Consegna:
Per favore, sostituisci "image" con "photo" in tutti i record qui sotto e riscrivi le righe lasciando invariato il resto. Ometti le immagini.

(Estratti da un dataset di rilevamento)
------------------------------------------------------------------------

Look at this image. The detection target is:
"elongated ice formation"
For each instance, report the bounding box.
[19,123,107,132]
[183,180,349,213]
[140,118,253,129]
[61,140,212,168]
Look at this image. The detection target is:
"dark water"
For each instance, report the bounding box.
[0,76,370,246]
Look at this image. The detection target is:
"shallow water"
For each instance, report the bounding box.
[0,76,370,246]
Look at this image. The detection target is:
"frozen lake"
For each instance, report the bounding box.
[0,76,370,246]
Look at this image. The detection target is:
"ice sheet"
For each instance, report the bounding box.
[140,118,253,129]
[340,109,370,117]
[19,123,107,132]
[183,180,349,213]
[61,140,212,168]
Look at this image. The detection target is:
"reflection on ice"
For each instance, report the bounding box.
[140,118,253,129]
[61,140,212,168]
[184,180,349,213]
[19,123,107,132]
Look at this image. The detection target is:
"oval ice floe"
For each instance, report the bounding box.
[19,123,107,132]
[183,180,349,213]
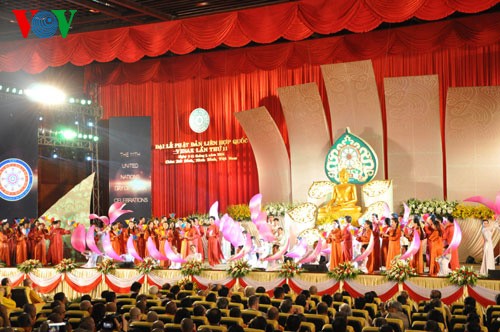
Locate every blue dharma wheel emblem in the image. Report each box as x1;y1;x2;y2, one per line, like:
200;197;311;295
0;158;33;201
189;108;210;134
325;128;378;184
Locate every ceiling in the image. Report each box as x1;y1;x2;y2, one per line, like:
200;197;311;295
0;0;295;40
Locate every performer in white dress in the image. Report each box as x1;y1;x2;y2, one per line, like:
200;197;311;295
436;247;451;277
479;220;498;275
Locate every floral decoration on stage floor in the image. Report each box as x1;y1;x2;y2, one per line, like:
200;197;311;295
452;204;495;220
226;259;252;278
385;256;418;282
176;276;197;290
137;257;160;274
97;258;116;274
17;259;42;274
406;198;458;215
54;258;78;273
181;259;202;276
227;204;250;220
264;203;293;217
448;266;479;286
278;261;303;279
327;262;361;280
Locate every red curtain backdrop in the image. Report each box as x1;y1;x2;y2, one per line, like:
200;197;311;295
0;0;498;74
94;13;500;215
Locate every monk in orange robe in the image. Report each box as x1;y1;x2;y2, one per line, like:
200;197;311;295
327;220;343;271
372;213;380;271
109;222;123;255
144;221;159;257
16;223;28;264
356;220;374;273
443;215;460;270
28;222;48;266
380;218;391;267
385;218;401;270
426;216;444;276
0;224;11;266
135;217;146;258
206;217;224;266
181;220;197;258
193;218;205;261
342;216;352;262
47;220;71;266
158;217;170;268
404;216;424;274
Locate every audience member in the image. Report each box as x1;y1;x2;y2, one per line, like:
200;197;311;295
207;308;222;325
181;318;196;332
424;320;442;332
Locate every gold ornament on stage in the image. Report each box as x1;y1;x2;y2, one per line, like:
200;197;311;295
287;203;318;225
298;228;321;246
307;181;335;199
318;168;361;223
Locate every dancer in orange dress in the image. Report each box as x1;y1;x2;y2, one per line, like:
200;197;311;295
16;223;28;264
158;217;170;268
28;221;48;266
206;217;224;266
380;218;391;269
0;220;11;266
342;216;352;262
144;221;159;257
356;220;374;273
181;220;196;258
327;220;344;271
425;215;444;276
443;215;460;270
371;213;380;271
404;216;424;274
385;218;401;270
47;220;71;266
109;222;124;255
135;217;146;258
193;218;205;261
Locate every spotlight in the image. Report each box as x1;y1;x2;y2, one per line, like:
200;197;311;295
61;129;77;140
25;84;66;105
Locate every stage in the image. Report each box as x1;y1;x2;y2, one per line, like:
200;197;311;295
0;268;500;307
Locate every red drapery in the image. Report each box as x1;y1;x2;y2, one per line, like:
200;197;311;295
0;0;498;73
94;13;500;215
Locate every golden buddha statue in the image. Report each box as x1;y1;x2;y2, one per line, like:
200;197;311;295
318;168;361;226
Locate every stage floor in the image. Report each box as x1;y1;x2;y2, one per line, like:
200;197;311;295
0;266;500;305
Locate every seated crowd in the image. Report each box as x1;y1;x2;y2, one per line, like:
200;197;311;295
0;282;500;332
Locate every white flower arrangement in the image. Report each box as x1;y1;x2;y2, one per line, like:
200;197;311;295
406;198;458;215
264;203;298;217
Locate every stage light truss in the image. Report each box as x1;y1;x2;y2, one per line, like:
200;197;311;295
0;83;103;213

------------------------------------------------------------------------

Soluzione:
Look at this photo. The detection target is:
"elongated ice formation"
For each instance, report the bounding box.
[19,123,107,132]
[183,180,349,213]
[140,118,253,129]
[61,140,212,168]
Look at this photo. The detection target is:
"dark water"
For each instance, report the bounding box.
[0,76,370,246]
Look at this photo. The detection target is:
"shallow water"
For each instance, report the bounding box.
[0,76,370,246]
Look at this photo. The detection target is:
"frozen lake"
For each instance, report the bounding box.
[0,76,370,246]
Look at this photo. The detection target is:
"ice sheet"
For each instance, report the bounding box.
[140,118,253,129]
[340,109,370,117]
[19,123,107,132]
[183,180,349,213]
[61,140,212,168]
Look at this photo. The detection target is:
"reflection on ice"
For each instance, report the bounding box.
[140,118,253,129]
[61,140,212,168]
[184,180,349,213]
[19,123,107,132]
Look at this photo. The detection target is:
"oval ice floe"
For each instance, report the bounding box.
[19,123,107,132]
[183,180,349,213]
Locate every blue dharma wheel emblem in the photo. Report each box as x1;y1;x2;y2, one per line, like:
200;197;311;295
0;158;33;201
189;108;210;134
325;128;378;184
Locate every ceiling in the photo. Report each box as x1;y1;x2;y2, one per line, like:
200;197;311;295
0;0;295;40
Locate every performer in white dress in the photo. Report each box as x1;y1;x2;y2, one per line, like:
200;197;311;295
436;247;451;277
479;220;498;275
Locate every floral decoration on stage floor in the photo. Report each box as x1;y1;x2;y2, one per line, like:
200;197;311;295
452;204;495;220
226;259;252;278
385;256;418;282
176;276;197;290
137;257;160;274
97;258;116;274
17;259;42;274
406;198;458;215
54;258;78;273
181;259;202;276
227;204;250;220
264;203;293;217
448;266;479;286
278;261;303;279
327;262;361;280
Locate every red curtain backdrop in the photo. Report each box as x1;y1;x2;y2, one per line, like:
200;197;311;295
0;0;498;74
94;13;500;215
Locate every monk in orange robe in the photo. Report each box as x1;y1;x2;y2, one per line, like:
200;197;311;295
327;220;343;271
372;213;380;271
109;222;123;255
144;221;159;257
16;223;28;264
356;220;374;273
443;215;460;270
28;222;48;266
380;218;391;267
385;218;401;270
426;216;444;276
0;224;11;266
135;217;146;258
206;217;224;266
181;220;197;258
193;218;205;261
342;216;352;262
47;220;71;266
158;217;170;268
404;216;424;274
Locate every audience member in the photo. Report each box as x1;y1;x2;y2, one per line, like:
200;197;311;295
207;308;222;325
181;318;196;332
424;320;442;332
Locate every gold ornament on stage in the photo. Report each box as x1;y1;x2;y2, one per line, like:
200;197;311;295
287;203;318;225
298;228;321;246
307;181;335;199
318;168;361;223
Locate every dancer in orange dress in the photo. Report each box as x1;y1;x2;y2, one per line, like:
200;197;311;295
16;223;28;264
158;217;170;268
28;221;48;266
206;217;224;266
380;218;391;269
0;220;11;266
342;216;352;262
144;221;159;257
356;220;374;273
181;220;196;258
327;220;344;271
425;215;444;276
443;215;460;270
371;213;380;271
404;216;424;274
385;218;401;270
47;220;71;266
109;222;124;255
135;217;146;258
193;218;205;261
Locate every spotlight in the photo. Report each box as x1;y1;x2;y2, one per line, like:
200;197;311;295
61;129;77;140
25;84;66;105
Locate every stage in the photo. Report each box as x1;y1;x2;y2, one per line, like:
200;197;311;295
0;268;500;307
Locate every red drapery in the photo. Report each box as x1;y1;x2;y2, one per line, like:
200;197;311;295
0;0;498;73
94;13;500;215
Locate every golden buddha statue in the photo. Report each box as x1;y1;x2;y2, one per line, like:
200;197;311;295
318;168;361;226
Locate every stage floor in the photo. Report each box as x1;y1;x2;y2, one per line, like:
200;197;311;295
0;266;500;305
Locate every seated crowd in the photo. Report each box as x1;y1;x2;y2, one per line, like:
200;197;311;295
0;282;500;332
Locate every white flower arrangement in the photo. Report each box as x1;y1;x2;y2, one per line, like:
200;197;311;295
406;198;458;215
264;203;298;217
Locate every stage light truss in the photo. Report each box as x1;y1;x2;y2, one per line, like:
200;197;311;295
0;83;103;213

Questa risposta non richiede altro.